begin Document section

So much of baseball lore is about fathers playing catch with sons, sons going to games with dad trying to catch foul balls together. But mom is a big part of the greatness of baseball, and Mother's Day is a perfect time to celebrate that.

Young and his mom have plenty to celebrate.

Young made the team with an outstanding Spring Training, and already has used his blazing speed to turn several games the Rockies' way.

As for Robinson, she has a new job with General Electric in New Jersey. It has kept her busy, although she was able to make it out to Denver for a few early-season games. Her positive attitude, which carried her through the rough times, comes through on the phone.

"We definitely have to fall back on our religious upbringing to keep focused," Robinson said. "I've always told him this is a journey; it's not supposed to be a sprint. Make sure every step of the way you try to understand the reasons why things happen the way they do. If you want everything to happen too fast, you may go past a spot where there's a message for you, or a time where you can be an inspiration for someone else's life.

"I always tell him go where you're supposed to go and play like a champion when you get there."

Young wanted his mother to be included in the MLB.com Mother's Day package. The name he carries and the tight relationship he has with his father have been explored many times in the media. However, he shakes his head at the thought that folks don't talk much about the person whose grace and dedication made everything work.

"I lived with my mom and came with Dad in the summertime," Young said. "Mom had me for most of the year and in the school year, making sure I got to my Little League games, football games, practices, and all that. She doesn't get any publicity when she did the big brunt of it.

end Document section
begin Supplied material

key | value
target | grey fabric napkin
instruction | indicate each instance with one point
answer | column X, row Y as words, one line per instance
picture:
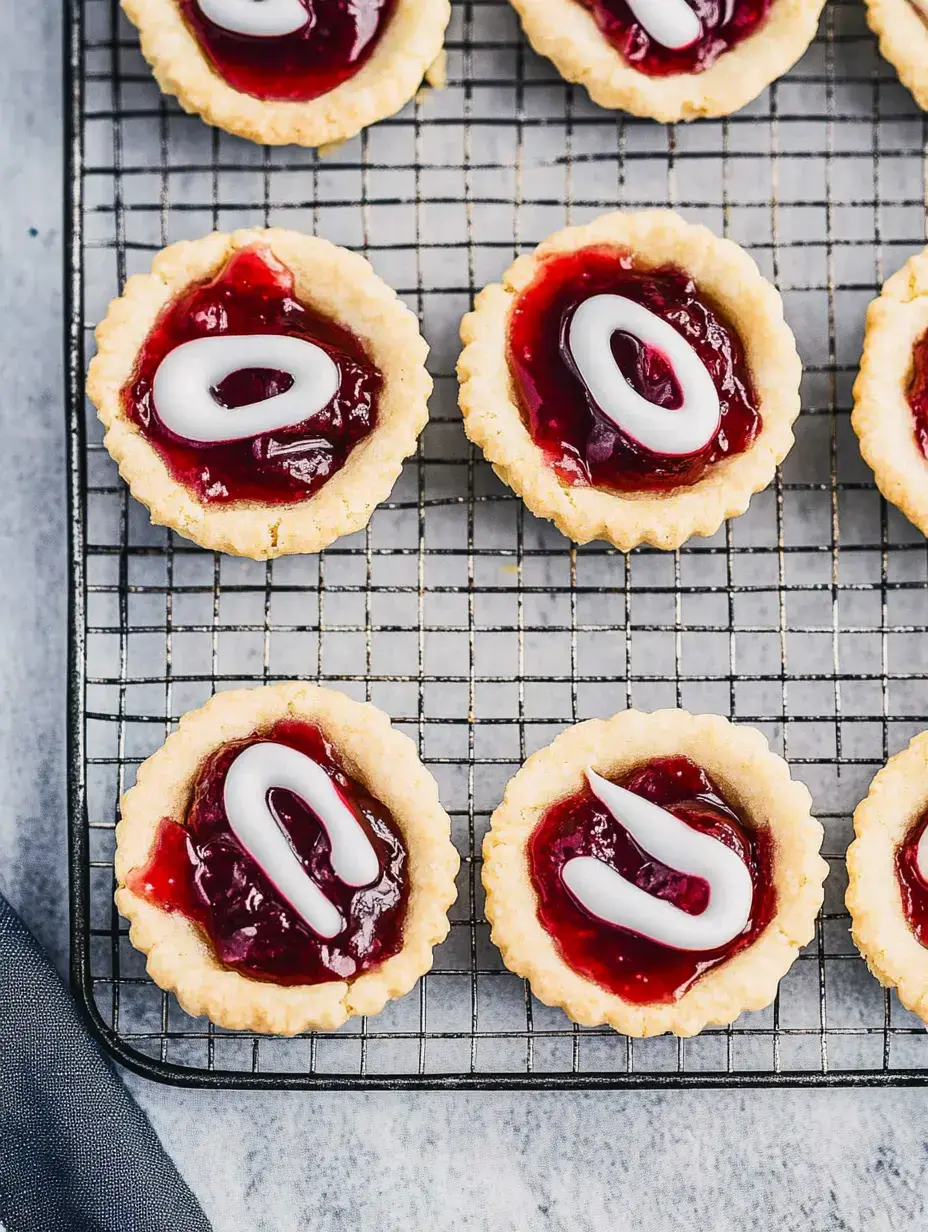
column 77, row 1153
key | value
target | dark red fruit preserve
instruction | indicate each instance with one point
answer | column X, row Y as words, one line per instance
column 911, row 883
column 725, row 24
column 918, row 392
column 337, row 41
column 579, row 441
column 631, row 966
column 200, row 869
column 253, row 293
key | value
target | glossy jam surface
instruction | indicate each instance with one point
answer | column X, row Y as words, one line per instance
column 337, row 41
column 584, row 446
column 725, row 24
column 911, row 883
column 632, row 966
column 254, row 295
column 918, row 392
column 200, row 869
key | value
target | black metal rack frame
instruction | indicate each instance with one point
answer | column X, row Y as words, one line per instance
column 805, row 617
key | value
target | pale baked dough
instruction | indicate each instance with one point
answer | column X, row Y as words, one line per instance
column 385, row 761
column 903, row 42
column 883, row 418
column 408, row 49
column 566, row 33
column 338, row 283
column 897, row 798
column 727, row 276
column 753, row 780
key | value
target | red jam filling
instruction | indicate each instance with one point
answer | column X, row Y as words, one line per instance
column 584, row 446
column 635, row 967
column 200, row 869
column 911, row 883
column 725, row 25
column 337, row 41
column 918, row 392
column 253, row 293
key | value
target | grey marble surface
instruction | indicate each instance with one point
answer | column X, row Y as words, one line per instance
column 272, row 1163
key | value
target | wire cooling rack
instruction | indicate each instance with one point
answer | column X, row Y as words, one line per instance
column 480, row 628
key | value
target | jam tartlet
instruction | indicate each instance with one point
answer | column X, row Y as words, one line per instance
column 657, row 872
column 891, row 391
column 260, row 391
column 292, row 72
column 671, row 59
column 284, row 861
column 887, row 876
column 902, row 30
column 631, row 380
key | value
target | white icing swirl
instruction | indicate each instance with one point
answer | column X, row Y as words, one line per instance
column 187, row 375
column 671, row 433
column 669, row 22
column 249, row 779
column 260, row 19
column 606, row 895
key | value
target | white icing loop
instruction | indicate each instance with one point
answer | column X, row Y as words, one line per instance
column 669, row 22
column 261, row 19
column 187, row 375
column 606, row 895
column 250, row 778
column 671, row 433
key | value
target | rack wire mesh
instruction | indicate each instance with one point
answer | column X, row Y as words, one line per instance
column 480, row 628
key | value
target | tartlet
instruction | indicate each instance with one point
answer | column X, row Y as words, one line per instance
column 567, row 32
column 319, row 477
column 890, row 413
column 545, row 816
column 408, row 48
column 902, row 30
column 187, row 885
column 643, row 498
column 887, row 891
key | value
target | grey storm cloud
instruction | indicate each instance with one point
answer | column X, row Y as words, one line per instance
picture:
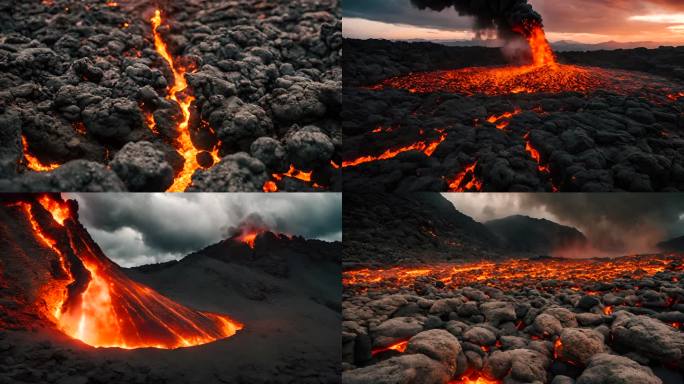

end Supplied material

• Direction: Edit the passage on Young and his mother from "So much of baseball" to "on the phone.", putting "preseason camp" in place of "Spring Training". The records are separate material and have no connection to the text.

• Exercise solution:
So much of baseball lore is about fathers playing catch with sons, sons going to games with dad trying to catch foul balls together. But mom is a big part of the greatness of baseball, and Mother's Day is a perfect time to celebrate that.

Young and his mom have plenty to celebrate.

Young made the team with an outstanding preseason camp, and already has used his blazing speed to turn several games the Rockies' way.

As for Robinson, she has a new job with General Electric in New Jersey. It has kept her busy, although she was able to make it out to Denver for a few early-season games. Her positive attitude, which carried her through the rough times, comes through on the phone.